- _WHAT THE EXERCISE ASKS_:
Transcribe each line of the records below exactly, excluding any embedded images.

- _DATA SECTION_:
"""
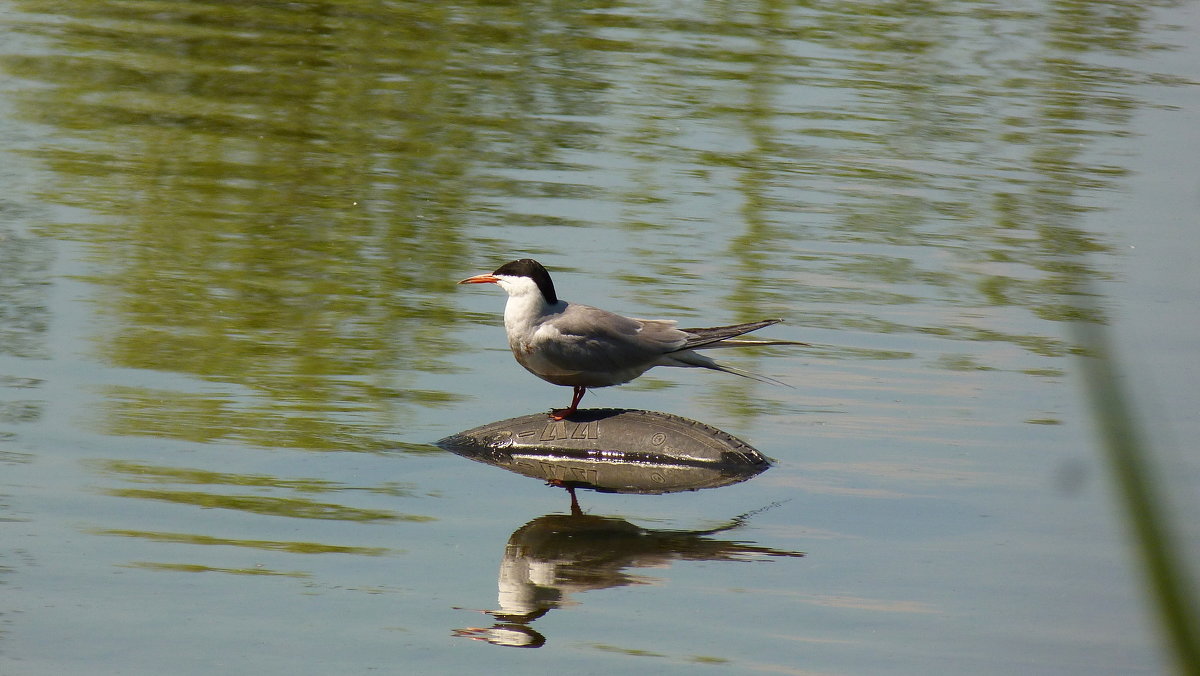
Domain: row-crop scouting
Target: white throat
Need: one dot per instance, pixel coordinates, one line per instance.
(526, 303)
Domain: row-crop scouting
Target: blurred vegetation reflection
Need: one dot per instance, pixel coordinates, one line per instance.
(291, 189)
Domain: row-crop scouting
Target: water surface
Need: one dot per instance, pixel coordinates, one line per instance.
(229, 329)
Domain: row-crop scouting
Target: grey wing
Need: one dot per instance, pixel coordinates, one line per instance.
(588, 339)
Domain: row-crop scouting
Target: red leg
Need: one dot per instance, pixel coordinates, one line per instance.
(559, 413)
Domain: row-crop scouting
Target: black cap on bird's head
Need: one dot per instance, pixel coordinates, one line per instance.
(535, 271)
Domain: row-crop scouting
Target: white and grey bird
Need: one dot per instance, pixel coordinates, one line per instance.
(583, 347)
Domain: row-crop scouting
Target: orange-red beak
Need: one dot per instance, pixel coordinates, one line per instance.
(480, 280)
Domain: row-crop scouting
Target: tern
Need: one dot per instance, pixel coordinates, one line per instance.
(582, 347)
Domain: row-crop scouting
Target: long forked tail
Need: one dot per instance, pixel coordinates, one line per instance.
(689, 358)
(719, 336)
(723, 336)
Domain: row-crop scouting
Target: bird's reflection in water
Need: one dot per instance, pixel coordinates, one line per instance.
(555, 556)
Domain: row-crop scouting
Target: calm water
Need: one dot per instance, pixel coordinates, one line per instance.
(229, 329)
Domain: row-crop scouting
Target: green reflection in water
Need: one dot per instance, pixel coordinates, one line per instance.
(273, 506)
(285, 191)
(269, 545)
(159, 474)
(198, 568)
(269, 506)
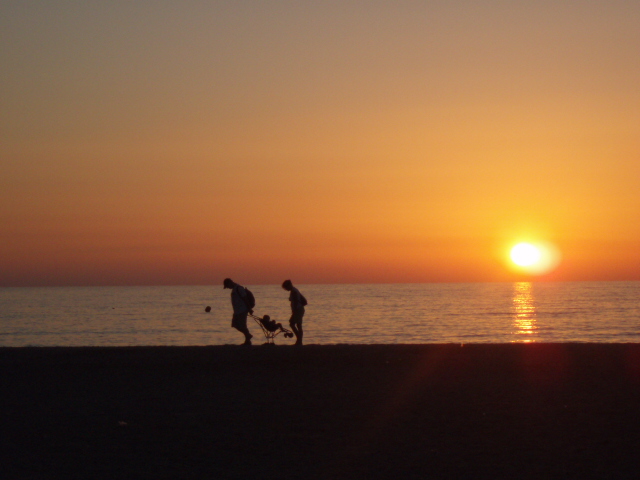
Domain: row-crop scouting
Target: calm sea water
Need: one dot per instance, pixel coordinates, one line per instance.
(602, 312)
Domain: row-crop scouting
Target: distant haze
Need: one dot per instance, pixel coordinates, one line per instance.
(327, 142)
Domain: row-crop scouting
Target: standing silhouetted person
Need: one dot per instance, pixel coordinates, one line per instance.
(298, 303)
(241, 309)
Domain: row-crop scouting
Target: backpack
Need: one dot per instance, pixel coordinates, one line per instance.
(249, 299)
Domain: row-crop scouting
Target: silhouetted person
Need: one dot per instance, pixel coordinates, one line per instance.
(298, 303)
(240, 308)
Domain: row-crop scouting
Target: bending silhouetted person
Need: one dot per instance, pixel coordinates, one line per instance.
(240, 308)
(298, 303)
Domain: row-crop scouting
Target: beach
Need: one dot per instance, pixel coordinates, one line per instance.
(321, 411)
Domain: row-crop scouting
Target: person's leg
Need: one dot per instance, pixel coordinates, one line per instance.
(296, 326)
(240, 323)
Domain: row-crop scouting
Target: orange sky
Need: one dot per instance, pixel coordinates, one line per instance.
(183, 142)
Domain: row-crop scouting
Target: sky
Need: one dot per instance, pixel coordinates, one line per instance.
(170, 143)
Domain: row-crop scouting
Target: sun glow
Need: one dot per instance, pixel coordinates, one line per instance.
(525, 254)
(535, 258)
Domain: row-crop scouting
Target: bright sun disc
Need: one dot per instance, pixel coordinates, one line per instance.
(525, 254)
(537, 258)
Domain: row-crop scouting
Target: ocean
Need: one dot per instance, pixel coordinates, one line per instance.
(600, 312)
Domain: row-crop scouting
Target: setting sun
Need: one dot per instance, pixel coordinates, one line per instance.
"""
- _EXERCISE SOLUTION_:
Domain: row-crop scouting
Target: white throat
Need: one dot per instance, pixel coordinates, one line per instance.
(526, 303)
Domain: row-crop scouting
Target: blurred vegetation reflection
Need: one dot per instance, pixel coordinates, one line per instance.
(291, 189)
Domain: row-crop scouting
Target: water surface
Need: one dot per instance, pixel coordinates, one line per instance.
(229, 329)
Domain: row-crop scouting
Target: grey wing
Need: one dot per instance, pixel coordinates, one line per instance.
(588, 339)
Domain: row-crop scouting
Target: red leg
Need: one dot per instance, pixel coordinates, one line per instance.
(559, 413)
Domain: row-crop scouting
Target: black cap on bird's head
Need: one dot per instance, pixel coordinates, one line per instance.
(535, 271)
Domain: row-crop scouting
Target: white and grey bird
Need: one dot per instance, pixel coordinates, one line per instance.
(583, 347)
Domain: row-crop scouting
Target: orange-red beak
Need: one dot per instance, pixel coordinates, one line per instance.
(480, 280)
Domain: row-crop scouting
Target: tern
Need: one dot per instance, pixel coordinates, one line per instance.
(582, 347)
Domain: row-crop scouting
Target: long forked tail
Need: one dot per instance, pixel coordinates, one line per instance.
(689, 358)
(719, 336)
(723, 336)
Domain: row-crop scouting
Target: bird's reflection in water
Need: one dot per instance, pixel coordinates, one line per instance.
(555, 556)
Domain: row-crop scouting
Target: calm water
Need: one dot per instance, pixel coordinates, one line per instance.
(229, 329)
Domain: row-crop scouting
Target: green reflection in water
Need: one dot per instance, pixel coordinates, one line per instance.
(273, 506)
(285, 191)
(269, 545)
(159, 474)
(198, 568)
(269, 506)
Domain: row-crop scouting
Target: calm sea water
Need: one dot per instance, pixel coordinates, one line per instance.
(602, 312)
Domain: row-crop scouting
Target: distant haze
Need: one dot per instance, pixel coordinates, one line per instance.
(327, 142)
Domain: row-crop scouting
Target: standing silhouetted person
Need: one dot per instance, pixel coordinates, one line per instance.
(298, 303)
(241, 309)
Domain: row-crop scouting
Target: backpack
Need: one dot per instance, pixel coordinates, one line per instance.
(249, 299)
Domain: row-crop scouting
Target: silhouetted person
Need: one dot per instance, pixel coordinates, one line per instance.
(298, 303)
(240, 308)
Domain: row-crop scouting
Target: bending silhouetted person
Need: one dot per instance, pixel coordinates, one line per instance.
(240, 308)
(298, 303)
Domain: row-crop scouting
Target: beach
Need: one dot per instance, pixel coordinates, one line per instance.
(321, 411)
Domain: row-crop scouting
Target: person's leg
Need: one dot per instance, pixel coordinates, one line per instance.
(296, 326)
(240, 323)
Domain: row-crop scouting
Target: orange sky
Need: one dot per instance, pixel coordinates, one line per instance.
(183, 142)
Domain: row-crop scouting
Target: sky
Need: one dot per instance, pixel coordinates, one line per instance.
(170, 143)
Domain: row-crop scouting
Target: sun glow
Need: one dot per instance, pixel coordinates, one line per instance.
(525, 254)
(535, 258)
Domain: row-crop scouting
Target: bright sun disc
Need: one dot per instance, pixel coordinates, one line per instance.
(525, 254)
(537, 258)
Domain: row-crop scouting
Target: ocean
Need: one dot per instance, pixel coordinates, one line per instance.
(600, 312)
Domain: row-crop scouting
Target: setting sun
Need: one dot per instance, pixel coordinates, one line per instance.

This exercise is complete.